▶ [Records from a data source]:
BEGIN

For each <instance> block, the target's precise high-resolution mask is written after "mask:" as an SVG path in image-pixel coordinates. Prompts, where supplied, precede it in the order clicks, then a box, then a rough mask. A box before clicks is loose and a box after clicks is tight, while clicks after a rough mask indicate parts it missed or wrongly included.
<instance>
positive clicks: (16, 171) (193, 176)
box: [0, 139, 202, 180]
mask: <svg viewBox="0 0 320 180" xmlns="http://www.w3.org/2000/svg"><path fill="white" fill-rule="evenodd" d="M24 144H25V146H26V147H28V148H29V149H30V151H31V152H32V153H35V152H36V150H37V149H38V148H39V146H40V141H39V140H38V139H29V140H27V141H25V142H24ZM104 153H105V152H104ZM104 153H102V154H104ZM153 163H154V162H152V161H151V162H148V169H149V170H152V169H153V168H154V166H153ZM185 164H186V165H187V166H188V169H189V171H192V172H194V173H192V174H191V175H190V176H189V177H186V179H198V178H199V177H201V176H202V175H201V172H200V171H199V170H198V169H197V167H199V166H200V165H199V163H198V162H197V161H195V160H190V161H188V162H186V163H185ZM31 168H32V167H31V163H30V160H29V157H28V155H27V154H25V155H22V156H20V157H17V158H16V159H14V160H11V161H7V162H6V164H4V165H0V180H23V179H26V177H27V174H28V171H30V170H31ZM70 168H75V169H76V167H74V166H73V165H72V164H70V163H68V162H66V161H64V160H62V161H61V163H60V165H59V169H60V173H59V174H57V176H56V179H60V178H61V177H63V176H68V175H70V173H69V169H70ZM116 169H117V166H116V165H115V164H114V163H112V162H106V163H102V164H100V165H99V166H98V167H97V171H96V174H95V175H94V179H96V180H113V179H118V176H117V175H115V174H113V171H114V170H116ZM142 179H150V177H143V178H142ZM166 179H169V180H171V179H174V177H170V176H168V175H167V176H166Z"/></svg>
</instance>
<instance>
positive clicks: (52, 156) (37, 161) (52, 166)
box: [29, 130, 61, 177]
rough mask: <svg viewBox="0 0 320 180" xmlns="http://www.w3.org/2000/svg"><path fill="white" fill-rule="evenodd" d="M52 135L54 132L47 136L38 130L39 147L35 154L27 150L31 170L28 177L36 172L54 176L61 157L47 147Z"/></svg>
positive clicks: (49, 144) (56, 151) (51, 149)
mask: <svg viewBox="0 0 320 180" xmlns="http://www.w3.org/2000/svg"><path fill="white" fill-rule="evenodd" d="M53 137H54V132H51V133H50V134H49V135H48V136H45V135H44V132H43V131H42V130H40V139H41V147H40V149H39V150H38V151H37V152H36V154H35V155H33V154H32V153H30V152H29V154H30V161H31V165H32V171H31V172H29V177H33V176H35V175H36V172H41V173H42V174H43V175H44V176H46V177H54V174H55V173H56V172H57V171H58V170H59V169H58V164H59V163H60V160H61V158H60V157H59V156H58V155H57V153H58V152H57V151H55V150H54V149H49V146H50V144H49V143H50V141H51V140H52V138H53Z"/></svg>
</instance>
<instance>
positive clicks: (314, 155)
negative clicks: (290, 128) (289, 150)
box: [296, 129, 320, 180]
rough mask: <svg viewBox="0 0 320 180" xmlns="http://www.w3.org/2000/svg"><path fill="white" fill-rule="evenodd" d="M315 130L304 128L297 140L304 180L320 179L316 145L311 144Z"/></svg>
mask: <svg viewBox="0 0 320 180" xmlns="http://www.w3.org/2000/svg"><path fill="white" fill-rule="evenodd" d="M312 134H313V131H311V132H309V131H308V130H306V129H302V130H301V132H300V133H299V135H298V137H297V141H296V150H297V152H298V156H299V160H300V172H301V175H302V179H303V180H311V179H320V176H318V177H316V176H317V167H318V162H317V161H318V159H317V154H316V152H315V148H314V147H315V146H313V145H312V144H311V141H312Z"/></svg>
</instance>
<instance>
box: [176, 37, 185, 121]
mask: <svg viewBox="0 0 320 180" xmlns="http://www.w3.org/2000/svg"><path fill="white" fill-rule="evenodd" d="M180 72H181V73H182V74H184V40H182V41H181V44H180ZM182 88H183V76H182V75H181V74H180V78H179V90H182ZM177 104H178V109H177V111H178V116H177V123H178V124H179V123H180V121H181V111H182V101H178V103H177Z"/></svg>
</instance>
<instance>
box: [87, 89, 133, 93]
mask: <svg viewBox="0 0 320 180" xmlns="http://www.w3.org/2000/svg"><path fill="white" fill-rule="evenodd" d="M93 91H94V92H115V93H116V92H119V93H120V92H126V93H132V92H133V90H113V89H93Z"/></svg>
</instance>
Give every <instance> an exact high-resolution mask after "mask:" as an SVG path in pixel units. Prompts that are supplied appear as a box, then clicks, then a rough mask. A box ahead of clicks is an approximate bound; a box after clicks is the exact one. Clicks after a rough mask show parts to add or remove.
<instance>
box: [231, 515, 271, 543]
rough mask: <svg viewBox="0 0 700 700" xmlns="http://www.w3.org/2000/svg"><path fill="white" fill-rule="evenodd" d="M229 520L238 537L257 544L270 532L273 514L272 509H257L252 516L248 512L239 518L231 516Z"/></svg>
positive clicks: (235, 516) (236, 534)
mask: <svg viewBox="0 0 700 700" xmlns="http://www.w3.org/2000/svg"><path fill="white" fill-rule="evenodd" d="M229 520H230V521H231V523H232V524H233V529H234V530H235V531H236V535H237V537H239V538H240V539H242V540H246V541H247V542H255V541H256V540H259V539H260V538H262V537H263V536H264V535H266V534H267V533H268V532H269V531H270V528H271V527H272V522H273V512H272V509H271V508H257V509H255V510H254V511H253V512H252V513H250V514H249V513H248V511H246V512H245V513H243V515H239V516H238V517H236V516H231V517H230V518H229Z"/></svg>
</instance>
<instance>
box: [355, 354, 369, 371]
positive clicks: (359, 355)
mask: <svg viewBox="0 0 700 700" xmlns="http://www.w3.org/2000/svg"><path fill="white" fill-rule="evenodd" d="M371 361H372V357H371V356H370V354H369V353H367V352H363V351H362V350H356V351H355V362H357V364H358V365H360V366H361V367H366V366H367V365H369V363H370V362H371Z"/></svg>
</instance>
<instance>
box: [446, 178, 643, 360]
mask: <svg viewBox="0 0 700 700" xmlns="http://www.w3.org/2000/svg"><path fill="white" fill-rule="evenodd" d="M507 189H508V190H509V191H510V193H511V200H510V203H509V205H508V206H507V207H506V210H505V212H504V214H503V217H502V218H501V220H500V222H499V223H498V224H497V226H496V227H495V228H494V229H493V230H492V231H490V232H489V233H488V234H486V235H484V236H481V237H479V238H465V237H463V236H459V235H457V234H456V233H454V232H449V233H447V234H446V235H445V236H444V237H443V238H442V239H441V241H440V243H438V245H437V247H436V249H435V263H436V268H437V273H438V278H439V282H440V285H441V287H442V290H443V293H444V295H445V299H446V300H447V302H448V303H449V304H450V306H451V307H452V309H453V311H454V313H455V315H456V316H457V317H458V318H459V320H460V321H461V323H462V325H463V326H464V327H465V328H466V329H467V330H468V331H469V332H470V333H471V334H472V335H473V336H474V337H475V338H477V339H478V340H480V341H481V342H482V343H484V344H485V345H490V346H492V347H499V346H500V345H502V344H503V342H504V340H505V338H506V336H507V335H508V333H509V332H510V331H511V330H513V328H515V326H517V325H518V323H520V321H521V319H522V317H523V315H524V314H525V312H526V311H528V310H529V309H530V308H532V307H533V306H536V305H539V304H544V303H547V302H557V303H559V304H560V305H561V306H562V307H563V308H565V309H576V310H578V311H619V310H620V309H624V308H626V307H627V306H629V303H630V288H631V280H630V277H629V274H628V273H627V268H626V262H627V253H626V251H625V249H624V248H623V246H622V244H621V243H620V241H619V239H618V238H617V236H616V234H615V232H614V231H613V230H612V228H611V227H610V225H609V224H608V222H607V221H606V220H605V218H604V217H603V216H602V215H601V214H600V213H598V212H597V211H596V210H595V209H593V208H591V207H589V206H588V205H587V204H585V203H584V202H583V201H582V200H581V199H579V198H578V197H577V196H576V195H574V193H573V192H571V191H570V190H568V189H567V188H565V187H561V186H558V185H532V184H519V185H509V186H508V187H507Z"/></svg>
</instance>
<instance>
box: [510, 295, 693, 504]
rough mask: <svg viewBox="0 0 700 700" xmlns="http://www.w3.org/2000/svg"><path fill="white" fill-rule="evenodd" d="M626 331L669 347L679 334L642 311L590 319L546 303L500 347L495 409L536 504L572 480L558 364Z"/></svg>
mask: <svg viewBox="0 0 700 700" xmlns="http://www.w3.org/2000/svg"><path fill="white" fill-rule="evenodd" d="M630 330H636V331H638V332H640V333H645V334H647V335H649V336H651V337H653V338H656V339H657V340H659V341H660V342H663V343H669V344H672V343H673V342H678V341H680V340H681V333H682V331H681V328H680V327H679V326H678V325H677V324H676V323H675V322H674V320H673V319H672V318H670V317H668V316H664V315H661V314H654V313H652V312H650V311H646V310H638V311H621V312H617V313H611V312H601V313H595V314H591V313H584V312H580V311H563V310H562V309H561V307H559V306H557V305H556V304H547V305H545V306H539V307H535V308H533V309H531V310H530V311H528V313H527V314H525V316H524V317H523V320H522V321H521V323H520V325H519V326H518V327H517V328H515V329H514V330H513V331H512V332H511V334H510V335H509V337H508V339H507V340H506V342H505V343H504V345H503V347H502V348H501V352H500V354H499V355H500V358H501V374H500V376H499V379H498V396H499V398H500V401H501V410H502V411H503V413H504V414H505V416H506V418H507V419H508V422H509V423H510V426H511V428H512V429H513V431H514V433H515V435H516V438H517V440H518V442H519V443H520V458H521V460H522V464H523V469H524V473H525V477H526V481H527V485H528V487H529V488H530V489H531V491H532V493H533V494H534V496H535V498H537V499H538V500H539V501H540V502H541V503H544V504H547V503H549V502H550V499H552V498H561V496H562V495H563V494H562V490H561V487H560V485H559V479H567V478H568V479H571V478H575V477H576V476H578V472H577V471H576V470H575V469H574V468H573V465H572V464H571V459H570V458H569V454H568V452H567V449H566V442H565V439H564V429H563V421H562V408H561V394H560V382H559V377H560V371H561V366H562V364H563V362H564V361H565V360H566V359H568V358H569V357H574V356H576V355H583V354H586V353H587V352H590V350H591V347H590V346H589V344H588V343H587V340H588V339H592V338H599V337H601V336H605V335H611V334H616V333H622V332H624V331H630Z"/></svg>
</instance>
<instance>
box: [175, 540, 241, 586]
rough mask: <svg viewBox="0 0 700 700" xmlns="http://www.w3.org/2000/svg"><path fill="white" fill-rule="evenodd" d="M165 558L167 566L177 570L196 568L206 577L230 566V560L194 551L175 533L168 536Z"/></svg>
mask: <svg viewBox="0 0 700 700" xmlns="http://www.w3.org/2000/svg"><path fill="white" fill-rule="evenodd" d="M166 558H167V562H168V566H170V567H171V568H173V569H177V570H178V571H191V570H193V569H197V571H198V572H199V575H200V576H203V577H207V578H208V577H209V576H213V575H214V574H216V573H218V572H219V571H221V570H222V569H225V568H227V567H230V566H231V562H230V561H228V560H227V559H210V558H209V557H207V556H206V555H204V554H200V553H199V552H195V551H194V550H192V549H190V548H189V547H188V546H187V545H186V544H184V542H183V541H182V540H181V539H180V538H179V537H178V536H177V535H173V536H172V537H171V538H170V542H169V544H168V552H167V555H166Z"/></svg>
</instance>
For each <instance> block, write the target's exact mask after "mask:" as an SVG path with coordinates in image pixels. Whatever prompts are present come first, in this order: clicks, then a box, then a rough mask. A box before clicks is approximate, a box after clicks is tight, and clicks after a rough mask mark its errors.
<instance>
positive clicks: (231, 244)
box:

END

Starting at the beginning of the entries and ending at the line containing "box: [0, 139, 202, 180]", write those lines out again, swapping "rough mask" for "coarse mask" and keeping everything else the same.

For each <instance> block, the target's precise high-resolution mask is written after "mask:" as an SVG path in image-pixel coordinates. Prompts, where supplied, precede it in the order clicks, then a box, then a coarse mask. A box before clicks is loose and a box after clicks is tight, while clicks after a coarse mask indicate parts it missed or wrongly included.
<instance>
positive clicks: (16, 171) (193, 176)
box: [0, 139, 202, 180]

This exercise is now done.